[start Dataset records]
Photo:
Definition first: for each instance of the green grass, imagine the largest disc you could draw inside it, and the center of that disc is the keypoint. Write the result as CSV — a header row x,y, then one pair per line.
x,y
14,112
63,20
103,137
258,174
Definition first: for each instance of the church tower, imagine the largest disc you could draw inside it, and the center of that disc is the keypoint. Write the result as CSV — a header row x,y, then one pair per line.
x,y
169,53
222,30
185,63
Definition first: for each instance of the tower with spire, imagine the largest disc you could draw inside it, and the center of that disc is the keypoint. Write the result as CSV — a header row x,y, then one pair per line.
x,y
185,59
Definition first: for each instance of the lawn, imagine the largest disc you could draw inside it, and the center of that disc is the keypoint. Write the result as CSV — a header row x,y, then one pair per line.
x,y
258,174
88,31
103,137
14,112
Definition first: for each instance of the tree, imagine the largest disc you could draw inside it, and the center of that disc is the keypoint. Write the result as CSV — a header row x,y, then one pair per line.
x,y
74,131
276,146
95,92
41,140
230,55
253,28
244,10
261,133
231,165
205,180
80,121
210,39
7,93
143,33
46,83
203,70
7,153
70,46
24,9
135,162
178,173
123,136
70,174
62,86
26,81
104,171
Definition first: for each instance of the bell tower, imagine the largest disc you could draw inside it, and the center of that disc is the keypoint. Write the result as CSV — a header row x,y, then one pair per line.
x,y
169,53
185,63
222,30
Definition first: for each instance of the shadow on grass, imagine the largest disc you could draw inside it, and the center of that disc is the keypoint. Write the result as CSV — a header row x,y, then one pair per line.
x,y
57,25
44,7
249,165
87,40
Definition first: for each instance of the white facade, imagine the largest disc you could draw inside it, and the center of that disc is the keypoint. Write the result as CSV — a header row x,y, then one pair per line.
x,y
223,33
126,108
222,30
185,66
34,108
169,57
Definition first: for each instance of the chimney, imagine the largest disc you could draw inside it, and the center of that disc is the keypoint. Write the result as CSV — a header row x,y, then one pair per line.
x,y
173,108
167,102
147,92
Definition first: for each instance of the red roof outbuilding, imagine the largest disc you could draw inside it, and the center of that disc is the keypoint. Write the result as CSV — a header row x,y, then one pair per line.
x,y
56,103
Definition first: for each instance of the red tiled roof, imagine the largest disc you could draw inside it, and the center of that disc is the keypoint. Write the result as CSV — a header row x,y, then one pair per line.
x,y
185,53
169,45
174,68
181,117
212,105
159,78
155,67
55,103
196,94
[end Dataset records]
• **What is being asked**
Output all of the records above as a JSON array of strings, with one string per line and blank lines left out.

• **Response to the task**
[
  "Photo:",
  "Definition first: for each instance of the green grass, imagine the largest disc you could draw inside it, and the center of that disc is the keypoint. Write the result as CSV — a header row x,y, then one pair per line.",
  "x,y",
  "14,112",
  "63,20",
  "103,137",
  "258,174",
  "Definition first: for each instance of the church tower, imagine the largest disc you could draw inside it, and the center of that disc is the keypoint. Write the result as CSV — a header row x,y, then one pair per line.",
  "x,y",
  "169,53",
  "222,30",
  "185,63",
  "Definition first: for each instance of the tower with spire, imagine the largest disc you could draw inside it, and the center of that disc is the keypoint. Write the result as CSV — a header row x,y, then one pair per line.",
  "x,y",
  "185,59",
  "Definition first: for each instance of the lawn, imagine the largest disc you could draw inside it, and the center of that disc is the keypoint. Write the result as CSV — a header row x,y, then one pair per line.",
  "x,y",
  "258,174",
  "88,31",
  "103,137",
  "14,112",
  "Definition first: for each instance of the tree, imagine the largest disc you could draw inside it, and the center of that disc is the keypoint. Write the result as CSV — a header row x,y, then one pair per line.",
  "x,y",
  "74,131",
  "276,146",
  "95,92",
  "41,140",
  "230,55",
  "253,28",
  "244,10",
  "261,133",
  "231,165",
  "205,180",
  "80,121",
  "210,39",
  "7,93",
  "143,33",
  "46,83",
  "203,70",
  "7,153",
  "70,46",
  "24,9",
  "135,162",
  "178,173",
  "123,136",
  "70,174",
  "62,86",
  "26,81",
  "104,171",
  "Definition first: for each instance of the bell tower, imagine the largest disc you could draw inside it, and the center of that disc is the keypoint. Write the result as CSV — a header row x,y, then one pair per line.",
  "x,y",
  "169,53",
  "185,63",
  "222,30",
  "Definition first: for each instance of the shadow on grass, imagine the largest disc you could draw inside it, and the center of that disc is the keypoint. Write the result as CSV — a header row x,y, then one pair per line.",
  "x,y",
  "57,25",
  "44,7",
  "249,165",
  "87,40",
  "Definition first: for each instance of the white facade, imagine the largest disc you could draw inside it, and the center of that disc is the keypoint. Write the result as CSV — a header row x,y, then one pair per line.",
  "x,y",
  "223,33",
  "126,108",
  "222,30",
  "185,66",
  "34,108",
  "169,57",
  "Definition first: for each instance of the chimney, imagine the largest disc you could draw inside it, and the center of that disc is the keypoint. Write the result as CSV — a header row x,y, then one pair per line.",
  "x,y",
  "173,108",
  "167,102",
  "147,92",
  "Definition first: for each instance of the red roof outbuilding, imagine the largest disc you could draw inside it, and the center of that disc is the keypoint. Write the result as CSV — a header row x,y, then one pair per line.",
  "x,y",
  "56,103",
  "Definition first: for each instance of the red tiled roof, imagine the largest disc you could draw inside it, and the center of that disc is the keypoint. Write the result as CSV — a header row x,y, then one pair per line.",
  "x,y",
  "185,53",
  "169,45",
  "174,68",
  "181,117",
  "212,105",
  "159,78",
  "155,67",
  "55,103",
  "196,94"
]